→ **RECORDS PROVIDED**:
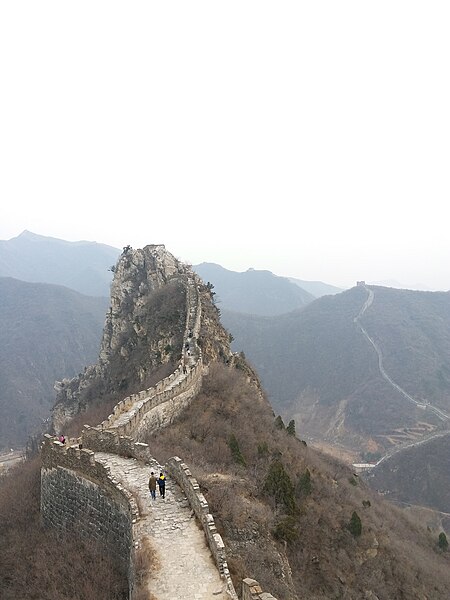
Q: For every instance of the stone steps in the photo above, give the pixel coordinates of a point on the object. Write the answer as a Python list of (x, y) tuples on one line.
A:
[(185, 568)]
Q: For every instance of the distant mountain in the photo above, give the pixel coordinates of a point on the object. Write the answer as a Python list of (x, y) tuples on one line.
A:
[(82, 266), (253, 291), (316, 288), (319, 367), (47, 332), (419, 475)]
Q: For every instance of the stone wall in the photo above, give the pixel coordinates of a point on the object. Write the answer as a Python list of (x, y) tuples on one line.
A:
[(182, 475), (251, 590), (78, 492)]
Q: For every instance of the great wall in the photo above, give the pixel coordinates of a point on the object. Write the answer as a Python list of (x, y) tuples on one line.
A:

→ **WORK TO COMPLETE**: Reproduce every line of the records above as a numbered list, omitting any blank lines and leaving out the pictures.

→ **RESPONSE TO THE EXERCISE**:
1. Q: For every instance of the stone steps in the photo above, give the pixel coordinates of a point on the object. Write the answer as a Python list of (x, y) tuples on one line.
2. A:
3. [(185, 568)]
4. Q: For every instance of the distant mountain in the photo above, give the pixel coordinates of a point on the object. Write the answer as a Python list of (x, y) tuples on one line.
5. A:
6. [(82, 266), (253, 291), (316, 288), (319, 367), (47, 332), (419, 475)]
7. Q: For every instance of the stone wall in the photo above, give the pixel coordinates of a point on the object. Write the answer as a Python list of (x, y) tuples on one line.
8. A:
9. [(182, 475), (251, 590), (78, 492)]
10. Q: For every instance of the great wall in the photo above, give the pixel coordinates of a point on the object. Write the answer as a Python list of (x, y) tuples on one line.
11. A:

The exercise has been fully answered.